[Point labeling dataset excerpts]
╔══

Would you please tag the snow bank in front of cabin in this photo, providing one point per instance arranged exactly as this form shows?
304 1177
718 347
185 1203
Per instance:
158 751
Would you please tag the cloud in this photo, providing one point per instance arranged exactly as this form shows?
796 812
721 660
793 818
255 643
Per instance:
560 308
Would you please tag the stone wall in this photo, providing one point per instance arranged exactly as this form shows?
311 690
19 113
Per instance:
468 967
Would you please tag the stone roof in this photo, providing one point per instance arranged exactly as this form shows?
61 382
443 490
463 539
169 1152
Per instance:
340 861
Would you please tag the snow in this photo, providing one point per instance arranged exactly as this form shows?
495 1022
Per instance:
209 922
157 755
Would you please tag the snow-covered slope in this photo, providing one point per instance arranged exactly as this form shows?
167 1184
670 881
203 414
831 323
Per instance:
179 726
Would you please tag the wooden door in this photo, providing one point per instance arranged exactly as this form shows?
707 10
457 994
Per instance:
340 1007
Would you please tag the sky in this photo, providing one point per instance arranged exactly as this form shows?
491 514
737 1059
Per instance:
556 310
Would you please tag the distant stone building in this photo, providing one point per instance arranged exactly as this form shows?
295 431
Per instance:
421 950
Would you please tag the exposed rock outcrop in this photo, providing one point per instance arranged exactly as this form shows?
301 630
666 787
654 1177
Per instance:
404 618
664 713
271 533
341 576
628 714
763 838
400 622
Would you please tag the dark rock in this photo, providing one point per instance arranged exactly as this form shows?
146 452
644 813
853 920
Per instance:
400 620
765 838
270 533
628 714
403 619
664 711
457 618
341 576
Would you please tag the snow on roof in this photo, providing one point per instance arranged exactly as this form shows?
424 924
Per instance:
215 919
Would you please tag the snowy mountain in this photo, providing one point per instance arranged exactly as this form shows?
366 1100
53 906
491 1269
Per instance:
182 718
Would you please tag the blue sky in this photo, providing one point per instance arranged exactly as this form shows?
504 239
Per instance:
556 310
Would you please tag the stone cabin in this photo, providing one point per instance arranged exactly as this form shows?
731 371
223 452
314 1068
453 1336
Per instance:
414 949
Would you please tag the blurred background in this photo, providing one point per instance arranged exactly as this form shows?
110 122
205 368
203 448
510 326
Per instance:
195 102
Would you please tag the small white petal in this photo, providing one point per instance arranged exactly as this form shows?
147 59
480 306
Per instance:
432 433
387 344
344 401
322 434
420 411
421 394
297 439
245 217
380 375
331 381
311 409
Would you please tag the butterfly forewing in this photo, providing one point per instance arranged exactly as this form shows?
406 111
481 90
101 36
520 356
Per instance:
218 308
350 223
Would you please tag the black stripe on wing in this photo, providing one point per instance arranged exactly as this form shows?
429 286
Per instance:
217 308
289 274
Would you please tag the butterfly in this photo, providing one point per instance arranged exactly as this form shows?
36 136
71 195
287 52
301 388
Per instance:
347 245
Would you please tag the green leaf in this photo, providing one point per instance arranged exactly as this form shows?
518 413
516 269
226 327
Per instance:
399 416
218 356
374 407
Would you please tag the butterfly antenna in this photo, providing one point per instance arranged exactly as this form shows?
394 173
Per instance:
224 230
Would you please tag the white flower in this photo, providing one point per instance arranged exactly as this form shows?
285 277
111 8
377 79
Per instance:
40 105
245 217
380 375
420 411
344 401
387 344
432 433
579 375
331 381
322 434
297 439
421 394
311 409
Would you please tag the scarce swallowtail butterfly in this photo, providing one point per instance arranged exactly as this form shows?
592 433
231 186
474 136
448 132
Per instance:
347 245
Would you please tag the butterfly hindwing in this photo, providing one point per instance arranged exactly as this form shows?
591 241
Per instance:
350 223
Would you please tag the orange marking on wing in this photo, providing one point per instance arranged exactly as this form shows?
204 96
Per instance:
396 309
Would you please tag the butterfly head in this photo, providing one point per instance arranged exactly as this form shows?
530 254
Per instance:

╚══

Extract the full listing and reproduce each line exactly.

## SOLUTION TO THIS EXERCISE
Would you please tag the snow bank in front of cabin in this photo, providing one point per instance arranged exactly as this form shows?
304 1177
718 347
185 1203
Per instance:
158 751
Would you please tag the cloud in this photo, providing one point per instance arranged exactly as this form shows?
796 812
721 660
793 818
255 643
Per instance:
560 308
Would you please tag the stone wall in this photo, providing one point per instance arranged exactly as this form shows?
311 690
19 113
Per instance:
468 967
Would you please tag the stone roof in this photo, providing one point per instance arranged exactly as this form shows?
61 382
443 490
463 539
169 1152
Per instance:
340 861
Would you please tag the snow in this photo, providing one point per instance arranged exactly as this form shows?
495 1022
Per instance:
209 922
157 755
Would you please tag the snow-covered slope in this photo, providing one point per instance arranged exactly as this form shows?
167 1184
670 881
203 414
831 323
Per instance:
179 726
Would you please tag the wooden door in this photo, providing one point per instance arranged exactly as this form shows?
707 10
457 994
Per instance:
340 1007
Would you please tag the sky in this photo, providing one point per instance arranged exactly as this form shows?
491 514
737 1059
Per instance:
556 310
Would you please tag the distant stone building in this photo, providing one point per instance arranged exactly as this form shows?
295 431
Per instance:
421 950
Would you please tag the exposed rock outcrop in this photo, providing one point per instance arranged exactly as this form shows?
301 630
666 787
654 1177
Per instance:
404 618
664 713
271 533
341 576
628 714
763 838
400 622
Would you please tag the dark rock in this photo, providing one point per instance arranged exactly as this form shows?
146 452
644 813
853 920
Per instance:
400 620
765 838
270 533
628 714
403 619
664 711
457 618
341 576
Would you please tag the snow on roof in this photo, providing one point per instance arranged exactly as this form shows?
424 924
Per instance:
215 919
Would you please tag the snowy mountain in this photo, providing one point per instance arranged exactly as this form shows?
366 1100
53 906
491 1269
Per instance:
182 718
Would you please tag the blue sky in this photo, providing one point per instance arranged exactly as this form shows?
504 239
Per instance:
556 310
Would you please tag the stone cabin in this photo, providing one point per instance arranged exactly as this form shows?
731 371
223 452
314 1068
453 1336
Per instance:
414 949
Would you please tag the blurred background in this photo, providing one point per instance arranged exactly as this form shows?
110 122
205 368
203 448
510 326
Per instance:
195 102
Would you please tag the small white petal in this photo, providing one point per instance arranged exactly as this form shows?
147 59
480 306
Per instance:
432 433
387 344
344 401
322 434
420 411
421 394
297 439
245 217
380 375
331 381
311 409
Would you please tag the butterfly forewing in this photo, providing one point per instance arranged exactly as this form shows?
406 111
481 90
101 36
520 356
Per instance:
218 308
350 223
Would you please tag the black stripe on wing in this photo, providing one point per instance arranged exactly as this form shows?
429 286
Per instance:
217 308
289 274
Would you please tag the butterfly in this photo, providing one point per instance arranged exactly as this form shows?
36 136
71 195
287 52
301 388
Per instance:
347 245
Would you please tag the green leaf in this photo, providing one point per instance arranged exactly as this form shows?
518 413
516 269
226 327
Per instance:
399 416
218 356
374 407
Would you please tag the butterfly antenna in this photo, providing one point per instance arranged exactly as this form shows?
394 173
Per instance:
224 230
Would you please tag the white flower in this photo, providing one point per instance arranged exactly as this form shows?
285 277
111 8
377 79
Per instance:
40 105
245 217
380 375
420 411
344 401
387 344
432 433
579 375
331 381
322 434
297 439
421 394
311 409
Would you please tag the scarce swallowtail butterfly in this photo, providing one point per instance arranged exactly as this form shows?
592 433
231 186
474 136
448 132
Per instance:
347 245
Would you please tag the butterfly hindwing in this photo, providing one point per instance arranged exactly as this form shows?
591 241
Per instance:
350 223
Would you please tag the orange marking on wing in this photo, providing one point per instance arranged exactly as this form shows?
204 96
Per instance:
396 309
Would you please tag the butterfly head in this photo, providing one point per instance arranged exactly as this form shows?
530 254
Per instance:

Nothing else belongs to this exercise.